**Exercise requirements**
Copy out every line of the records below with no changes at all.

● ● ● ● ●

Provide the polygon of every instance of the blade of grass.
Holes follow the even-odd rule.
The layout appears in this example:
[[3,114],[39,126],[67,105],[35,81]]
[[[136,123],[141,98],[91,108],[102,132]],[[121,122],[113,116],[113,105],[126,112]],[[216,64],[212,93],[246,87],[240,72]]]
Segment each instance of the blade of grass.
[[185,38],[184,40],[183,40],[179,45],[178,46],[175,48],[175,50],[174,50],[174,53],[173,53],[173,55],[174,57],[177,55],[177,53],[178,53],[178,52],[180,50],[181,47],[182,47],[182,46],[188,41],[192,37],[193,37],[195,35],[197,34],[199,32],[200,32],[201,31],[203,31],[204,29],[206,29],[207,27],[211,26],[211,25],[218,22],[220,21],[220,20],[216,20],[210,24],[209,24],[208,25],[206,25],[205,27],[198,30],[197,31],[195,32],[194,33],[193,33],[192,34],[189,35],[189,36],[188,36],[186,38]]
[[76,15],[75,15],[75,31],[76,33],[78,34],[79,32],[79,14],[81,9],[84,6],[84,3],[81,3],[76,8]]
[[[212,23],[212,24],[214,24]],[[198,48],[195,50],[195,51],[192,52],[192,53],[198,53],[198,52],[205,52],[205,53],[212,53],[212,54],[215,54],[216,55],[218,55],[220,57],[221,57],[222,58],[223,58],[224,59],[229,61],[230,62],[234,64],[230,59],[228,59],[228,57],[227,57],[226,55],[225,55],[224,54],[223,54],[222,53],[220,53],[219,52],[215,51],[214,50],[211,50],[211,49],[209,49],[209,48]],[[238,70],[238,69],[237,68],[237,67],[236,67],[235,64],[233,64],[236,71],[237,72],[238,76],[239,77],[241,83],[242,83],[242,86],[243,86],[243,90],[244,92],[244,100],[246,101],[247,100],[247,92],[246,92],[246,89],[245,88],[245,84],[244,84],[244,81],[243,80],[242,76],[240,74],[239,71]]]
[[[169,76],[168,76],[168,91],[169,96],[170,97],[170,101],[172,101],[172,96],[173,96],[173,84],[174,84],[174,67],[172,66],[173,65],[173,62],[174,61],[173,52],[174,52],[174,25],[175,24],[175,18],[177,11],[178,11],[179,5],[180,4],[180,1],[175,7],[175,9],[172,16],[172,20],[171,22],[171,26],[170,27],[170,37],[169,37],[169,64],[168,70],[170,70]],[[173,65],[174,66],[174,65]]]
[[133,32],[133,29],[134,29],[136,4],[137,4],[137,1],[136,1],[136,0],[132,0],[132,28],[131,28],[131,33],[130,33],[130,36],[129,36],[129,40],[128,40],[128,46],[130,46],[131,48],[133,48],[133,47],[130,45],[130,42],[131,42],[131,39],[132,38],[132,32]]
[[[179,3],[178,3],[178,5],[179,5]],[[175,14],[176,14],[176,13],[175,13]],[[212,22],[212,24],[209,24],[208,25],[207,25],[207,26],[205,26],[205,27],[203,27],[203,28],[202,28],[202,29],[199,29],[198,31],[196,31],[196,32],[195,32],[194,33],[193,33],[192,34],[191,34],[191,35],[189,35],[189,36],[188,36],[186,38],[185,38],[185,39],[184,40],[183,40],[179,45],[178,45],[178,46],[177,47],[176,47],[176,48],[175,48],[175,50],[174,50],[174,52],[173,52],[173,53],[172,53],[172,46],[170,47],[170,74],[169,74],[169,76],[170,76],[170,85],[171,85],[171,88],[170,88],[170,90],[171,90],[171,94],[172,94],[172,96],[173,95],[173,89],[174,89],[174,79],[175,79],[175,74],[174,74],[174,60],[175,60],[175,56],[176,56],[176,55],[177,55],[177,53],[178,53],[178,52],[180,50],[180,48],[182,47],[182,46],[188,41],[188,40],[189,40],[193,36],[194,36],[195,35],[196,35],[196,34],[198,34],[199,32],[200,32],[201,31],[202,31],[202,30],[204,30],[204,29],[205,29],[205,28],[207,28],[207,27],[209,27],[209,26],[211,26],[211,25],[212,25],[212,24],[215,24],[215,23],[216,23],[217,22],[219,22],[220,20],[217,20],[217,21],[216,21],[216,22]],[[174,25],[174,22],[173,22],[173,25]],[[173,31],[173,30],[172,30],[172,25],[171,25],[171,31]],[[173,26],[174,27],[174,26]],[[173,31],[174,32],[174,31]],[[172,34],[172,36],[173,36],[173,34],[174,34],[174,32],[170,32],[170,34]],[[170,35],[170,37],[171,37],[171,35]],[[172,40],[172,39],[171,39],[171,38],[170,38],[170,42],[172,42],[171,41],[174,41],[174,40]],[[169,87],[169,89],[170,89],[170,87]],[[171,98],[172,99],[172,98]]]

● ● ● ● ●

**Task response**
Provide the polygon of every instance of the blade of grass.
Holes follow the even-odd rule.
The layout appears in this example:
[[3,114],[39,126],[67,105],[35,81]]
[[[136,123],[141,98],[91,108],[102,132]],[[121,122],[113,116],[113,105],[126,112]],[[216,64],[212,93],[246,87],[240,72]]]
Segment each instance of the blade of grass.
[[185,38],[184,40],[183,40],[179,45],[178,46],[175,48],[175,50],[174,50],[174,53],[173,53],[173,55],[174,57],[177,55],[177,53],[178,53],[178,52],[180,50],[181,47],[182,47],[182,46],[188,41],[192,37],[193,37],[195,35],[197,34],[199,32],[200,32],[201,31],[203,31],[204,29],[206,29],[207,27],[211,26],[211,25],[218,22],[220,21],[220,20],[216,20],[210,24],[209,24],[208,25],[206,25],[205,27],[198,30],[197,31],[195,32],[194,33],[193,33],[192,34],[189,35],[189,36],[188,36],[186,38]]
[[76,15],[75,15],[75,31],[76,33],[78,34],[79,32],[79,14],[81,9],[84,6],[84,3],[81,3],[76,8]]
[[[212,23],[212,24],[214,24]],[[198,48],[195,50],[195,51],[192,52],[192,53],[198,53],[198,52],[205,52],[205,53],[212,53],[212,54],[215,54],[216,55],[218,55],[220,57],[221,57],[222,58],[223,58],[224,59],[229,61],[230,62],[234,64],[230,59],[228,59],[228,57],[227,57],[226,55],[225,55],[224,54],[223,54],[222,53],[220,53],[219,52],[215,51],[214,50],[211,50],[211,49],[209,49],[209,48]],[[238,70],[238,69],[237,68],[237,67],[236,67],[235,64],[233,64],[236,71],[237,72],[238,76],[239,77],[241,83],[242,83],[242,86],[243,86],[243,90],[244,92],[244,100],[246,101],[247,100],[247,92],[246,92],[246,89],[245,88],[245,84],[244,84],[244,81],[243,80],[242,76],[240,74],[239,71]]]
[[[169,76],[168,76],[168,91],[169,96],[170,97],[170,101],[172,101],[172,96],[173,96],[173,84],[174,84],[174,67],[172,66],[173,65],[173,62],[174,61],[173,52],[174,52],[174,25],[175,24],[175,18],[177,11],[178,11],[179,5],[180,4],[180,1],[175,7],[175,9],[172,16],[172,20],[171,22],[171,26],[170,27],[170,37],[169,37],[169,64],[168,70],[170,70]],[[173,65],[174,66],[174,65]]]
[[133,32],[133,29],[134,29],[136,4],[137,4],[137,1],[136,1],[136,0],[132,0],[132,28],[131,28],[131,33],[130,33],[130,36],[129,36],[129,40],[128,40],[128,46],[130,46],[131,48],[133,48],[133,47],[130,45],[130,42],[131,42],[131,39],[132,38],[132,32]]
[[[179,3],[178,3],[178,5],[179,5]],[[175,14],[176,14],[176,13],[175,13]],[[212,22],[212,24],[209,24],[208,25],[207,25],[207,26],[205,26],[205,27],[203,27],[203,28],[202,28],[202,29],[199,29],[198,31],[196,31],[196,32],[195,32],[194,33],[193,33],[192,34],[191,34],[191,35],[189,35],[189,36],[188,36],[186,38],[185,38],[185,39],[184,40],[183,40],[179,45],[178,45],[178,46],[177,47],[176,47],[176,48],[175,48],[175,50],[174,50],[174,52],[173,52],[173,53],[172,53],[172,46],[170,47],[170,74],[169,74],[169,76],[170,76],[170,85],[171,85],[171,88],[170,88],[170,90],[171,90],[171,94],[172,94],[172,96],[173,95],[173,89],[174,89],[174,79],[175,79],[175,74],[174,74],[174,60],[175,60],[175,56],[176,56],[176,55],[177,55],[177,53],[178,53],[178,52],[180,50],[180,48],[182,47],[182,46],[188,41],[188,40],[189,40],[193,36],[194,36],[195,35],[196,35],[196,34],[198,34],[199,32],[200,32],[201,31],[202,31],[202,30],[204,30],[204,29],[205,29],[205,28],[207,28],[207,27],[209,27],[209,26],[211,26],[211,25],[212,25],[212,24],[215,24],[215,23],[216,23],[217,22],[219,22],[220,20],[217,20],[217,21],[216,21],[216,22]],[[174,25],[174,22],[173,22],[173,25]],[[173,31],[173,30],[172,30],[172,25],[171,25],[171,31]],[[173,26],[174,27],[174,26]],[[173,31],[174,32],[174,31]],[[172,34],[172,36],[173,36],[173,34],[174,34],[174,32],[170,32],[170,34]],[[170,35],[170,37],[171,37],[171,35]],[[172,40],[172,39],[171,39],[171,38],[170,38],[170,42],[172,42],[171,41],[174,41],[174,40]],[[169,87],[169,89],[170,89],[170,87]],[[171,98],[172,99],[172,98]]]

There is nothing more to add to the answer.